== DATA SHOWN

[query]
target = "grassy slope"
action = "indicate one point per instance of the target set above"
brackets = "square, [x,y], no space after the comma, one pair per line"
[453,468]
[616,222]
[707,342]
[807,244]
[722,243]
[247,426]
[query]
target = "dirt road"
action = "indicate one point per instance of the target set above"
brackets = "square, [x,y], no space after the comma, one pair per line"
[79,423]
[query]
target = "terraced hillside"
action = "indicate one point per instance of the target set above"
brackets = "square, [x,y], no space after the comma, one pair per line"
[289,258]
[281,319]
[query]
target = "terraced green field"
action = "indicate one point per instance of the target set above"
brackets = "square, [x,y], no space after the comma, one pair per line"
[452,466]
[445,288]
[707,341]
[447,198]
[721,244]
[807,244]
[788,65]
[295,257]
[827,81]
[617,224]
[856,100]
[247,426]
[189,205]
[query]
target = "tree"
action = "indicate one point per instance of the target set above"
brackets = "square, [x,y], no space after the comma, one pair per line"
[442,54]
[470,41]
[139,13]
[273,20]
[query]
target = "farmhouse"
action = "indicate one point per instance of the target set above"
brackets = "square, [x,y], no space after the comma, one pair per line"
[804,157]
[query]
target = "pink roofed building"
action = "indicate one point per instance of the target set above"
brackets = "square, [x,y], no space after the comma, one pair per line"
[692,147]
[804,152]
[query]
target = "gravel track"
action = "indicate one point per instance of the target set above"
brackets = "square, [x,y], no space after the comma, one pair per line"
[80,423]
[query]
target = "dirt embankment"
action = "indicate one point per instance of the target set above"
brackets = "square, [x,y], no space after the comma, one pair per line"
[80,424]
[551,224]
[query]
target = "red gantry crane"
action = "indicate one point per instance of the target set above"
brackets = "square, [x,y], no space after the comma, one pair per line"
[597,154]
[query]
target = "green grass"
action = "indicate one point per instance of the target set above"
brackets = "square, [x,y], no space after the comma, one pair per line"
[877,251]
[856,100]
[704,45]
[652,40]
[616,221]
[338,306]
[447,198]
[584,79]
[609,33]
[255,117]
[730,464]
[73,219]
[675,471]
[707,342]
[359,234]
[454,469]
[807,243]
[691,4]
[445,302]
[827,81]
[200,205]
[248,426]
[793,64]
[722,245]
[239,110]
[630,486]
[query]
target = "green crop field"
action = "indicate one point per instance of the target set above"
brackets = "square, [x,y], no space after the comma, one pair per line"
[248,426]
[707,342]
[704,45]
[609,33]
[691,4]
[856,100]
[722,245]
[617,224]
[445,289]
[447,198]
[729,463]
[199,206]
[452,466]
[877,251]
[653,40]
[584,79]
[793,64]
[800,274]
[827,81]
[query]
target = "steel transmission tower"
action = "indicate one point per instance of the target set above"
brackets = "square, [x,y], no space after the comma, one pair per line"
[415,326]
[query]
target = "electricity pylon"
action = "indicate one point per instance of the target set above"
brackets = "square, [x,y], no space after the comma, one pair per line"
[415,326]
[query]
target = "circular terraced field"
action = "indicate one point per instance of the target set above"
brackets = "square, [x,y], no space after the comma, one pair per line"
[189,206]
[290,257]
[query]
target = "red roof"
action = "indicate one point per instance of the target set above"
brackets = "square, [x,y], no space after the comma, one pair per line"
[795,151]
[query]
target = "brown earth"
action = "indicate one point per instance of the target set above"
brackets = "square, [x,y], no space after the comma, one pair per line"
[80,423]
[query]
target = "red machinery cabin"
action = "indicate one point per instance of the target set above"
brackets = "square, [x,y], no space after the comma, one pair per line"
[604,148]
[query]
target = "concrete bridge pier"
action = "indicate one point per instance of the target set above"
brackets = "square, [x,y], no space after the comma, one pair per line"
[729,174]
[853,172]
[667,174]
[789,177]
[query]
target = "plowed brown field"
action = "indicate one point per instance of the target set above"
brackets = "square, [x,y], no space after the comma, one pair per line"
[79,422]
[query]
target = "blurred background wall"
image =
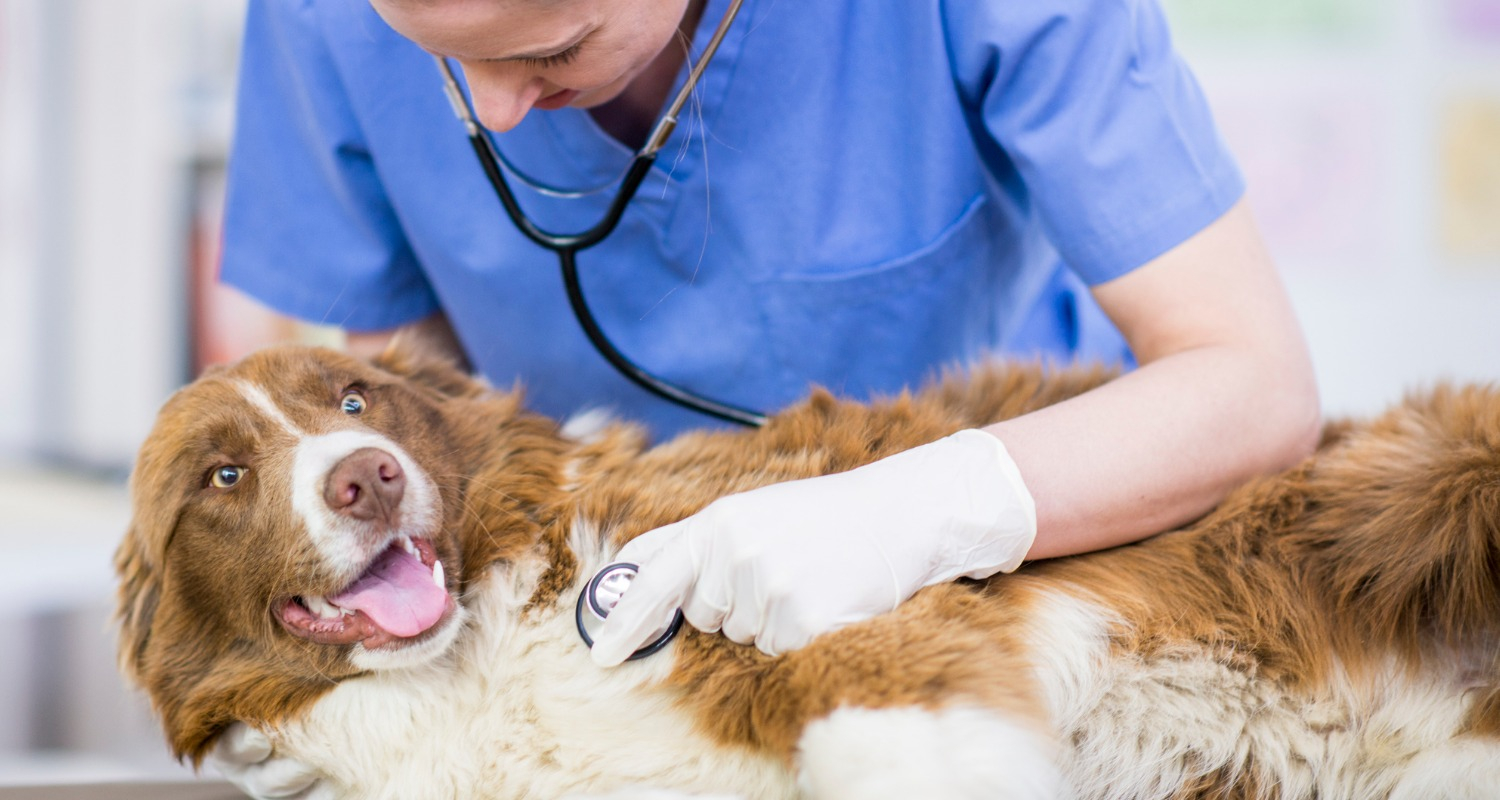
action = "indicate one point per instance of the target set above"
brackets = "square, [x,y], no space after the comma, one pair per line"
[1370,131]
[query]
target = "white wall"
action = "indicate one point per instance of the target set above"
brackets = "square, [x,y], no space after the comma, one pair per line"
[101,122]
[1352,119]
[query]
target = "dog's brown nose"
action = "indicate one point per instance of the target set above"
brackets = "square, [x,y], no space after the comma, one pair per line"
[366,485]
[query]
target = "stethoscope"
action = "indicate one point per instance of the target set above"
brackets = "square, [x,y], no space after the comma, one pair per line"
[567,245]
[599,599]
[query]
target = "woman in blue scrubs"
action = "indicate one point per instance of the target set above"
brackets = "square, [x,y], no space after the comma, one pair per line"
[860,195]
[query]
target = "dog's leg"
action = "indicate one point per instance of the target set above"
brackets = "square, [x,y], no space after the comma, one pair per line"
[933,700]
[1461,769]
[957,752]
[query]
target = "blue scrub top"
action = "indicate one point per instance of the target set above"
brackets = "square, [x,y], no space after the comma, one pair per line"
[861,195]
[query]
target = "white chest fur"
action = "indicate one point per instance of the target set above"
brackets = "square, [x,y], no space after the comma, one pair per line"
[516,709]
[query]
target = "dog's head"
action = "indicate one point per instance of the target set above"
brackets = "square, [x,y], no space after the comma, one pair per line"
[297,523]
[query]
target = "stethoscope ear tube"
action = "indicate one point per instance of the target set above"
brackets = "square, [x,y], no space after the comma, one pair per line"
[567,245]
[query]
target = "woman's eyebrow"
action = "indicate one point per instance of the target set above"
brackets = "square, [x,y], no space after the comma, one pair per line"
[545,53]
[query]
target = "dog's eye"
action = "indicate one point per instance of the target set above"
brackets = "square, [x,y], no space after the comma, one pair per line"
[224,478]
[353,403]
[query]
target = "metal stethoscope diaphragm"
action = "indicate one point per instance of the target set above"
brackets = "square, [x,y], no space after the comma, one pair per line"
[599,599]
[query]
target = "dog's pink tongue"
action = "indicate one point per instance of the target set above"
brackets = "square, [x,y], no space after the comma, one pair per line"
[396,593]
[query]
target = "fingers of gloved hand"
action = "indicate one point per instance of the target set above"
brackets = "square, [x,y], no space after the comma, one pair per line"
[647,607]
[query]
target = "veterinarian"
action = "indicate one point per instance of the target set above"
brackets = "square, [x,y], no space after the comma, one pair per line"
[857,195]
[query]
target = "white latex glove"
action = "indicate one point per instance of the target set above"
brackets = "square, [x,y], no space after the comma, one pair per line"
[243,755]
[780,565]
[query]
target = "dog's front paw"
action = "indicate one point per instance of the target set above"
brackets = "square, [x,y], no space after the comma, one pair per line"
[245,757]
[651,794]
[897,754]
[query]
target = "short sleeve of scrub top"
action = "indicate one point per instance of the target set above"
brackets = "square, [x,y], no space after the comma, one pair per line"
[863,194]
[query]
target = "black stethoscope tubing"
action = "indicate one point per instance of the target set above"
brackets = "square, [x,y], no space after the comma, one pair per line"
[566,246]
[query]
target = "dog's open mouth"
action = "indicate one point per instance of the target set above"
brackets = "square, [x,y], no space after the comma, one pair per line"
[401,596]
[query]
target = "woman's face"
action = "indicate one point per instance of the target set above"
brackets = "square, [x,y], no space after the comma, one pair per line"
[522,54]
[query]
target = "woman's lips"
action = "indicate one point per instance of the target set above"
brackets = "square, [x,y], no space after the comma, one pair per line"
[557,99]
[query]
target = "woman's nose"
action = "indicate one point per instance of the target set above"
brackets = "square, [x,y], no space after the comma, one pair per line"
[501,93]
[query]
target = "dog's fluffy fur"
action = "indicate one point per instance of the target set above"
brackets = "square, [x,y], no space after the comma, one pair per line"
[1328,632]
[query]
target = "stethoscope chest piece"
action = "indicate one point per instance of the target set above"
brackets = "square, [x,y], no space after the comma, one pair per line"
[599,599]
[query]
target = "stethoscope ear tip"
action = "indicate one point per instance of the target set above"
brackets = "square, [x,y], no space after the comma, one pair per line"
[600,596]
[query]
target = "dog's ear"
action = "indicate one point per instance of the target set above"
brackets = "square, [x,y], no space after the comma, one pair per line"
[428,353]
[138,593]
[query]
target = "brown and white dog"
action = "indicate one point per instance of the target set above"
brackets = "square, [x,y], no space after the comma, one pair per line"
[1328,632]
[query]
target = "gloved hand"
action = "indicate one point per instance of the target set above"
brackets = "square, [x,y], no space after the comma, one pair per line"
[243,755]
[780,565]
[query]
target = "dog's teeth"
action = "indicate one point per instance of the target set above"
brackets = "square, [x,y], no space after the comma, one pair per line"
[320,607]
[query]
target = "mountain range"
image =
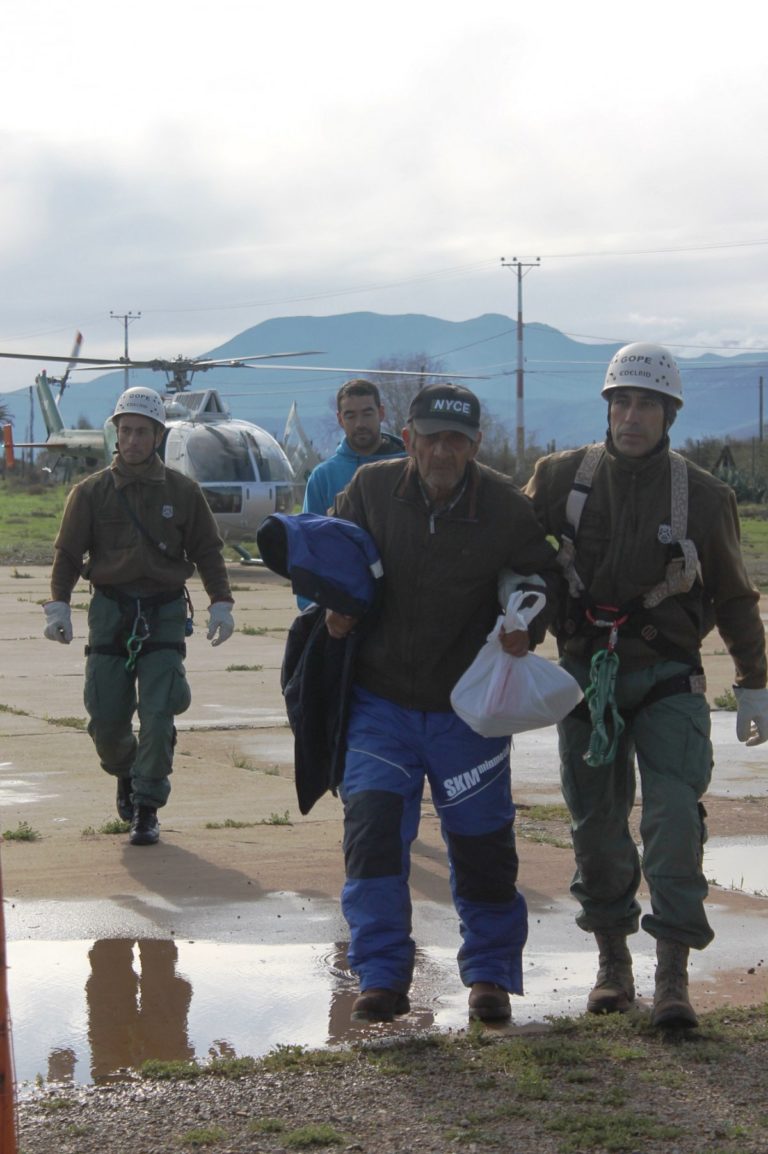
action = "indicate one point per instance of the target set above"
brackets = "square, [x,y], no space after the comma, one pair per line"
[562,377]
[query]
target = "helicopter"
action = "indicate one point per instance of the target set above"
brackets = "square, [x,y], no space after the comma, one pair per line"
[242,470]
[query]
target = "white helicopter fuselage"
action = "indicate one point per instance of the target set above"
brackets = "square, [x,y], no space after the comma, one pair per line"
[240,467]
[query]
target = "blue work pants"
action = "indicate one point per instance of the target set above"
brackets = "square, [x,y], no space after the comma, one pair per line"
[390,752]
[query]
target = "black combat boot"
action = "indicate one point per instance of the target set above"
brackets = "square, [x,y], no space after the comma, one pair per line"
[144,827]
[671,1004]
[614,989]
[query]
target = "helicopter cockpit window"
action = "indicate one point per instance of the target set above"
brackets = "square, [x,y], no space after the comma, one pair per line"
[219,454]
[272,463]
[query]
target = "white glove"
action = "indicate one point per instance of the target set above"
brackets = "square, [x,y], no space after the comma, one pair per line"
[219,621]
[752,716]
[58,622]
[511,582]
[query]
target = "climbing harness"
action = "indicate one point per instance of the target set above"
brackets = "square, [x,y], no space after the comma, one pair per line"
[140,632]
[134,632]
[600,694]
[679,577]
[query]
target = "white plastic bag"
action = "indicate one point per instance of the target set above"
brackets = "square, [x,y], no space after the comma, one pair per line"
[501,695]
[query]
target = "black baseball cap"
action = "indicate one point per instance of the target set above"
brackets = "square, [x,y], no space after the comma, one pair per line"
[445,409]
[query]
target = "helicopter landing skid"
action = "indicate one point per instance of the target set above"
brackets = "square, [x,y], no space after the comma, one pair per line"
[246,556]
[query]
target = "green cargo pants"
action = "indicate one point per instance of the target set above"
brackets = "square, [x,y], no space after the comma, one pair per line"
[157,687]
[674,754]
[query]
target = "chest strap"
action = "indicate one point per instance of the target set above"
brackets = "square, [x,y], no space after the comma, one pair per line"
[682,570]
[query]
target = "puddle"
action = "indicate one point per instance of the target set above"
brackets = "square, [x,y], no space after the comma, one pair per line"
[97,988]
[738,863]
[88,1011]
[15,791]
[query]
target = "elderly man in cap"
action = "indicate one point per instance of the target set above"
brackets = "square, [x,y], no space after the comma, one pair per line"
[444,526]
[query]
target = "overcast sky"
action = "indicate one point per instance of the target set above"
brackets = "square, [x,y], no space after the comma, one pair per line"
[212,165]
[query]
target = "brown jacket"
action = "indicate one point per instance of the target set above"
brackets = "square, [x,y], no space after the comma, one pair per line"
[98,539]
[441,575]
[619,556]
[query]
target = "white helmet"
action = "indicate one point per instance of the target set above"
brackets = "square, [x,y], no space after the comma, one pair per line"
[141,403]
[645,366]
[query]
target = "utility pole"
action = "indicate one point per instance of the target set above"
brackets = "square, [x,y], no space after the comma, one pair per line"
[514,263]
[126,317]
[760,417]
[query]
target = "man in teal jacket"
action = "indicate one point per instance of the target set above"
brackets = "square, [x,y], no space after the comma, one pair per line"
[359,411]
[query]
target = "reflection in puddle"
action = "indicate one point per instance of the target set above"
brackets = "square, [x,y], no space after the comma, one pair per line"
[87,1011]
[738,863]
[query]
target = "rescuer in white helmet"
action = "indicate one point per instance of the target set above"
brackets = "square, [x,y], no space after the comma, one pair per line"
[137,531]
[649,548]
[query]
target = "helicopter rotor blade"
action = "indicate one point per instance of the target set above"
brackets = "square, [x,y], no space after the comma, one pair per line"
[159,362]
[375,372]
[73,359]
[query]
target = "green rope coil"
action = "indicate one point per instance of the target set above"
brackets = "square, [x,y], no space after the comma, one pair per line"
[600,696]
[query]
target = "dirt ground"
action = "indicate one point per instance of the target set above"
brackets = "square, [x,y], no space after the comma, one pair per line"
[618,1086]
[234,763]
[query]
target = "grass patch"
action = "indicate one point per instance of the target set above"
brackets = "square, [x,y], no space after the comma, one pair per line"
[278,819]
[114,825]
[546,812]
[265,1126]
[727,701]
[29,521]
[23,832]
[155,1070]
[315,1133]
[231,823]
[68,722]
[203,1136]
[240,761]
[610,1130]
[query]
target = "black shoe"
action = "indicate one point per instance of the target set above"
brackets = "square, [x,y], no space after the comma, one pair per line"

====

### ABOUT THIS EXERCISE
Examine the records and report how many lines contain the string "hand". Only the number should be given.

### WRITTEN SOLUTION
2